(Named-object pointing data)
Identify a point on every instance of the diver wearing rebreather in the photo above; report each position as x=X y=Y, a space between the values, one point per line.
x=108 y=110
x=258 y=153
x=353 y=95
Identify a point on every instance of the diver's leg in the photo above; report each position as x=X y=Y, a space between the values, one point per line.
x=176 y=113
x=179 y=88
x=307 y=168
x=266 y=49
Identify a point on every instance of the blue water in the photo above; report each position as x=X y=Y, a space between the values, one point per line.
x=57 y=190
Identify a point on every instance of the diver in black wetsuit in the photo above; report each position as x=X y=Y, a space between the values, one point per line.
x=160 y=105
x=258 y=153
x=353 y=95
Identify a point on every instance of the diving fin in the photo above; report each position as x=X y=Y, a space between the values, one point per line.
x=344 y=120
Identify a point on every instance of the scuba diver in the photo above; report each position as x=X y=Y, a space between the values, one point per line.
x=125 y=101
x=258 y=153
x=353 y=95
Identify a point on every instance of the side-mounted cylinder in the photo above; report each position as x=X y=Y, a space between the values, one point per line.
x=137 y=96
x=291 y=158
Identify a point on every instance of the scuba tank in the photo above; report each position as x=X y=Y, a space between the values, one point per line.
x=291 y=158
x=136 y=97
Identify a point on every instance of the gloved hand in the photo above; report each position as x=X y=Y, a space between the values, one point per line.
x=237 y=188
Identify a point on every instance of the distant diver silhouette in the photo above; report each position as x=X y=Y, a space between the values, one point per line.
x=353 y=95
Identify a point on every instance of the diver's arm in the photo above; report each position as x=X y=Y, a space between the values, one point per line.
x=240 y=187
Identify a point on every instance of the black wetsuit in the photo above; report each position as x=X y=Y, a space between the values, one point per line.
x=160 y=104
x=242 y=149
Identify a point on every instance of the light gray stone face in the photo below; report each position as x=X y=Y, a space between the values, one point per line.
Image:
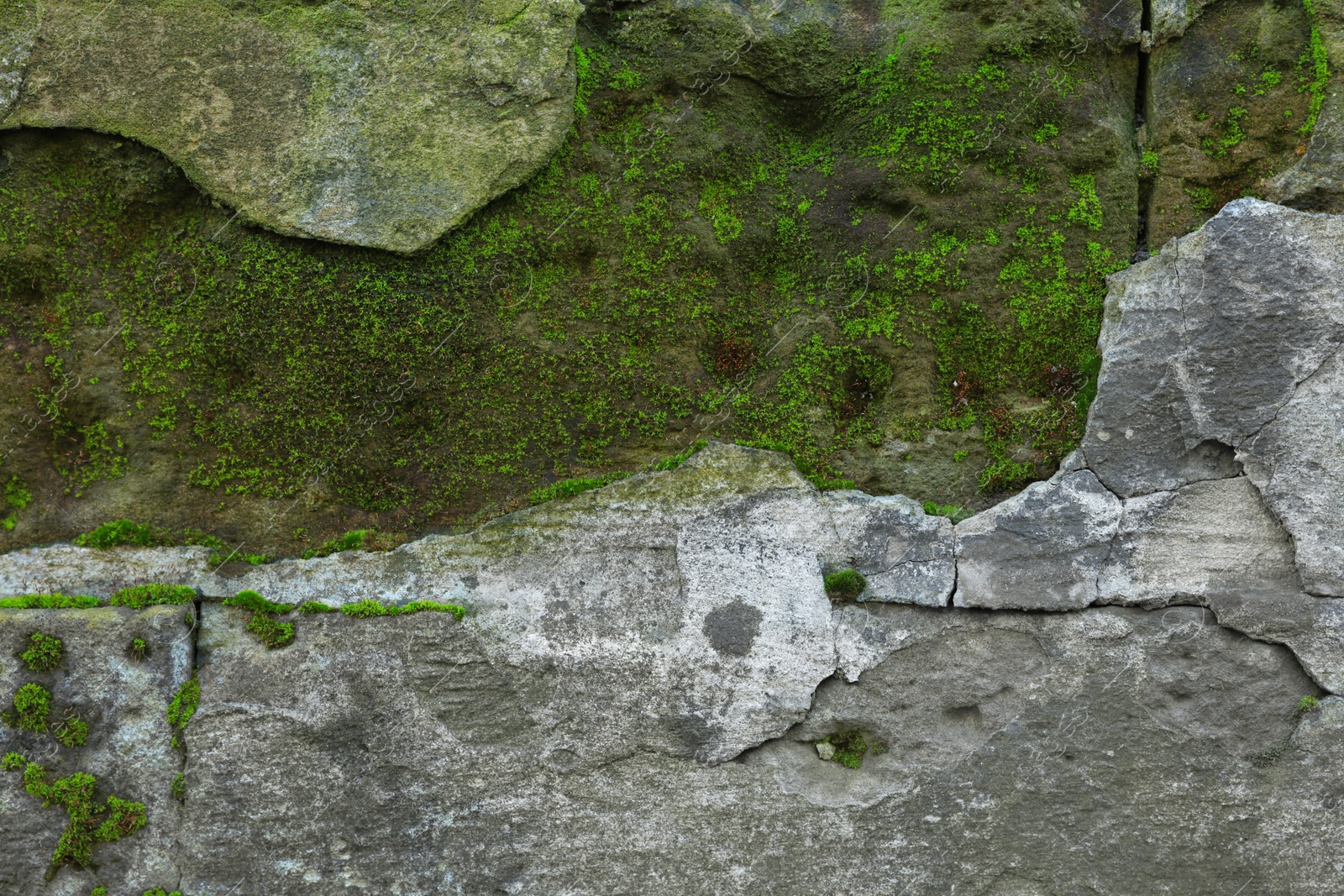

● What the exercise asks: Copy the data word for word, starting at the line containing "Identify a point on every instance of the side-mounted" and continuing through the end of the data, with both ends included. Leave the pictures out of your answer.

● Correct answer:
Identify a point on every instance of the side-mounted cylinder in the photo above; report each position as x=X y=Y, a space between the values, one point per line.
x=137 y=96
x=291 y=158
Identify a point on every instance of the scuba tank in the photo above; report each position as x=X y=Y, a space between the values, one point per line.
x=291 y=158
x=136 y=97
Identify a point on every instance of the gloved hand in the photo above; report each position as x=X y=Y, a space between the values, one point per line.
x=237 y=188
Identify a point on every instance of the distant diver silhouette in the photo above; report each position as x=X y=Y, a space between the values, one point per line.
x=353 y=95
Identify a point on every instance of the diver's arm in the photo above; report each position as x=X y=Y, a space between the values, one point per line.
x=240 y=187
Identify a point on every instance of the black wetsuit in the photo above; report each position as x=X y=Y, a space between the values, one point per line.
x=160 y=104
x=242 y=149
Identify a point on every instance of the light gray stone face in the photo below; report each position as x=X y=Y, a space between the values, one point per line.
Image:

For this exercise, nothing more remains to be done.